_Your instructions_:
From the line containing "Tag each instance of the silver" through the last line of the entries below, repeat each line word for word and leave out the rest.

◆ ◆ ◆ ◆

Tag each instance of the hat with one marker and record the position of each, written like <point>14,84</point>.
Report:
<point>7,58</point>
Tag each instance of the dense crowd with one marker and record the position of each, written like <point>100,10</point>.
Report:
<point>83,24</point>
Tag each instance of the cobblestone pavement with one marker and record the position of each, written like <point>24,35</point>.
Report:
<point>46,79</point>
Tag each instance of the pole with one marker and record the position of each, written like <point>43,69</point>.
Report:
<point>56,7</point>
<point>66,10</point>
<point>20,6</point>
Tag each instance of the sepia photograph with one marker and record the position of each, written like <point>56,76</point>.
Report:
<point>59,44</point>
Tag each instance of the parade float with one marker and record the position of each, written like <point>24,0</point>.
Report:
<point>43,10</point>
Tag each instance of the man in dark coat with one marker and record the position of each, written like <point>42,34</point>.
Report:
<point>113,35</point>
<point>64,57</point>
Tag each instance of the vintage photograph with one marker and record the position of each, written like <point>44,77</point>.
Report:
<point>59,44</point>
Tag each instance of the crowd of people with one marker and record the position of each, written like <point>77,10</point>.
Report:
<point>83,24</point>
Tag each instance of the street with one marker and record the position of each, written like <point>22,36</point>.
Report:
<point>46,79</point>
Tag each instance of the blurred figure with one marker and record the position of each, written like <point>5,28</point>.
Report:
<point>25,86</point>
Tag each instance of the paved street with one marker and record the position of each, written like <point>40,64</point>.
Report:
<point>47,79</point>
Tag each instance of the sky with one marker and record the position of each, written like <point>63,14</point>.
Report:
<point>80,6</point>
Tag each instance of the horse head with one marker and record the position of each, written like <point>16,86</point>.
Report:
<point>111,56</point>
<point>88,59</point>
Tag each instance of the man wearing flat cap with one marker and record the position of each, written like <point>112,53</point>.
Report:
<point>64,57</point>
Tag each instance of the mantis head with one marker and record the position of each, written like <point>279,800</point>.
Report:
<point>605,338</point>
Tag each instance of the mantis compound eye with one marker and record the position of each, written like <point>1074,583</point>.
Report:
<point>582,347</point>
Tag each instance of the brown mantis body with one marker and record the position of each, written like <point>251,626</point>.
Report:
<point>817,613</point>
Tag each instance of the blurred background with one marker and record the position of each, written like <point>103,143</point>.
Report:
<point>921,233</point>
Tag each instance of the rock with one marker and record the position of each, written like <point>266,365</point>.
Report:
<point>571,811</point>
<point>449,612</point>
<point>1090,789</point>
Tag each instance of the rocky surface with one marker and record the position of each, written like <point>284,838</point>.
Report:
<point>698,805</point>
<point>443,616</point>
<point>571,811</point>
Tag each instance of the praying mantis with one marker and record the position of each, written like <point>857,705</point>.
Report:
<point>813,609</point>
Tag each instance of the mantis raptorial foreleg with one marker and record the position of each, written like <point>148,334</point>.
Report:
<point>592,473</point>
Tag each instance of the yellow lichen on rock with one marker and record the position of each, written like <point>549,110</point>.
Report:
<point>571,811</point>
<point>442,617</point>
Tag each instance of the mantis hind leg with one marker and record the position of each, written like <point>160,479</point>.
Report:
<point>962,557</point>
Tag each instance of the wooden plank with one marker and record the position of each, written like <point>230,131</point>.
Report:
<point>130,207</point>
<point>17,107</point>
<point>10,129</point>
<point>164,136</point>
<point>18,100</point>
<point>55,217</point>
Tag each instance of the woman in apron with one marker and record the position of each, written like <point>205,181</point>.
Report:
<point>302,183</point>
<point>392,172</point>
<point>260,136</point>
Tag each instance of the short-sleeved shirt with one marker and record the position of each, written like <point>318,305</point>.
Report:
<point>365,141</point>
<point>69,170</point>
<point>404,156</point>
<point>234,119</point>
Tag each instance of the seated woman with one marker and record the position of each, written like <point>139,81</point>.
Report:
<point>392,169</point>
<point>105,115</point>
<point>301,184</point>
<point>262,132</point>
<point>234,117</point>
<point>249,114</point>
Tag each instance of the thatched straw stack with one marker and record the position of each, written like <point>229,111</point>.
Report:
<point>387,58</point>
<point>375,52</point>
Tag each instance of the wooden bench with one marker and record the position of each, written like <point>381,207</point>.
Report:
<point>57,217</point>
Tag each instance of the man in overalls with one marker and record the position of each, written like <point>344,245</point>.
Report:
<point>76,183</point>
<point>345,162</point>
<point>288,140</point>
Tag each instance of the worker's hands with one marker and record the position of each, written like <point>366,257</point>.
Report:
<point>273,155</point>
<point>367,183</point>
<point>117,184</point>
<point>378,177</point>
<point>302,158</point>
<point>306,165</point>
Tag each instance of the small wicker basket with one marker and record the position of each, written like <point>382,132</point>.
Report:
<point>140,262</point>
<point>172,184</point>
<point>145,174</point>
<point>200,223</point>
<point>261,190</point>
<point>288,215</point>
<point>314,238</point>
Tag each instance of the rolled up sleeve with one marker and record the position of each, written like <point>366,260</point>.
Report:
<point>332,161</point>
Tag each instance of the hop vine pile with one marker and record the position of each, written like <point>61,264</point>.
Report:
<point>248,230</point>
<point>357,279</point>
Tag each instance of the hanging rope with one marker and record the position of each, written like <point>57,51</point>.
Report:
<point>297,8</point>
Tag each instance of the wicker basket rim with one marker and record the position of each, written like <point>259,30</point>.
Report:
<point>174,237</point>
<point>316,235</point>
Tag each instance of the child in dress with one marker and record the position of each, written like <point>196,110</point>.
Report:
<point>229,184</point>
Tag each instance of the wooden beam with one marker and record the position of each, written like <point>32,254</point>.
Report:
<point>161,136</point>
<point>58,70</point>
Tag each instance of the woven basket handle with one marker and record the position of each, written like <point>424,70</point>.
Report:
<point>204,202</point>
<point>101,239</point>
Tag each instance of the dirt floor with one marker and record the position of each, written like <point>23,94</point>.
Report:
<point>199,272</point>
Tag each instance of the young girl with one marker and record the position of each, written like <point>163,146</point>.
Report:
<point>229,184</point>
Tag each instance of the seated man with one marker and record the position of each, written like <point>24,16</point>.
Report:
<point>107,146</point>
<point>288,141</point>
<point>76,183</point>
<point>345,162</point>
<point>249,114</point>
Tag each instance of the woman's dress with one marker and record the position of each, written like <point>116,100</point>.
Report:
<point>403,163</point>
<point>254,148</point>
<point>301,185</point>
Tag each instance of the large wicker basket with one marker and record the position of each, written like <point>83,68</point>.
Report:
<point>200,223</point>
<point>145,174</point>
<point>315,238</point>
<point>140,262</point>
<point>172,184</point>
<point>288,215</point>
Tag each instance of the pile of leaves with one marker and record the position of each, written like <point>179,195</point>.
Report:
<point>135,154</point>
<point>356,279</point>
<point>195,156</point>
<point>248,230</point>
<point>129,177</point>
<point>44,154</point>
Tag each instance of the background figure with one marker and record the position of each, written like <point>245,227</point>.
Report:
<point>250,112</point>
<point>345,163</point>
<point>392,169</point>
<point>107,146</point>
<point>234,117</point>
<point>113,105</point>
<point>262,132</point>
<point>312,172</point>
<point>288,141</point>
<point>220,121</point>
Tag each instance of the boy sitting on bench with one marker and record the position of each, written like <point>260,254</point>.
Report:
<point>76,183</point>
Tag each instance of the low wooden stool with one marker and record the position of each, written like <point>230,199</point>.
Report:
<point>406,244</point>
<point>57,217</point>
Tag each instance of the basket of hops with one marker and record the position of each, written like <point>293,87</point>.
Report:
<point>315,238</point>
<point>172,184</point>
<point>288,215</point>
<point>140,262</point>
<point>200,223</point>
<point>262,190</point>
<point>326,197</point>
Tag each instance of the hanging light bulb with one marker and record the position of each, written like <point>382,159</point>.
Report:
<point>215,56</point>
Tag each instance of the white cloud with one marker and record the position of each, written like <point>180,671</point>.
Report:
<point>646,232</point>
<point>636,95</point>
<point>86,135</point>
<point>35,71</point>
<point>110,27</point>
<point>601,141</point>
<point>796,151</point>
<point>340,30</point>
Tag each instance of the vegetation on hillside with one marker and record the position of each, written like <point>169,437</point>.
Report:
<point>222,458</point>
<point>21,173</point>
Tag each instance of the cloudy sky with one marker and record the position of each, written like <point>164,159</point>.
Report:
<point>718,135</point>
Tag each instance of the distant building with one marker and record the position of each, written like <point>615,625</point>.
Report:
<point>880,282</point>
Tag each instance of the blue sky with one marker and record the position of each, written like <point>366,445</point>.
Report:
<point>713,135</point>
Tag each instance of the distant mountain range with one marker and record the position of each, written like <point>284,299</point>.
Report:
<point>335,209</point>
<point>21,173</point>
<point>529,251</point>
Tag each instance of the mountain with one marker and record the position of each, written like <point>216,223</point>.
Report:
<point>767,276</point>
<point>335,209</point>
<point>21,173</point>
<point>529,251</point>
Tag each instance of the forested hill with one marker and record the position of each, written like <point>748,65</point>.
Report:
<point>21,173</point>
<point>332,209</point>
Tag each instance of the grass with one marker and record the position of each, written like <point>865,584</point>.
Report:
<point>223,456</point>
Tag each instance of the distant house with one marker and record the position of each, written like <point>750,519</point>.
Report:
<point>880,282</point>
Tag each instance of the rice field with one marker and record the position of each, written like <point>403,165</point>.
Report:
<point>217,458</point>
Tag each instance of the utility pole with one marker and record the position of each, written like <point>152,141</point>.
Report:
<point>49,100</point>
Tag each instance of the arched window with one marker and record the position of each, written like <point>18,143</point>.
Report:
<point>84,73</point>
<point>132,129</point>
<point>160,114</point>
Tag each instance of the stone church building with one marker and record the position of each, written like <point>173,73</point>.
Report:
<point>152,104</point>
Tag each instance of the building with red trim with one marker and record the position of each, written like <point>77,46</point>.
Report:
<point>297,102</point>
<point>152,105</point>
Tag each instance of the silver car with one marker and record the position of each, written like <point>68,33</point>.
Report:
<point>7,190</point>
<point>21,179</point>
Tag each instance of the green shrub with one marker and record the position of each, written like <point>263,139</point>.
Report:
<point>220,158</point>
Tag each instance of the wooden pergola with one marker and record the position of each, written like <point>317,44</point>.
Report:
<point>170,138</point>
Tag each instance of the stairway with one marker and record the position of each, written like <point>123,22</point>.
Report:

◆ ◆ ◆ ◆

_Answer in full_:
Tag each instance of the silver car with one marker and record the position of each, written like <point>68,33</point>.
Report:
<point>7,190</point>
<point>21,179</point>
Tag each instance of the green shrub with one marker and record the position of each, written like <point>263,139</point>.
Report:
<point>220,158</point>
Tag each instance of the wooden pergola with one marker and record the position of each, written like <point>317,44</point>.
Report:
<point>170,138</point>
Tag each instance of the stairway with one marker and record the position of each, written like <point>123,22</point>.
Report:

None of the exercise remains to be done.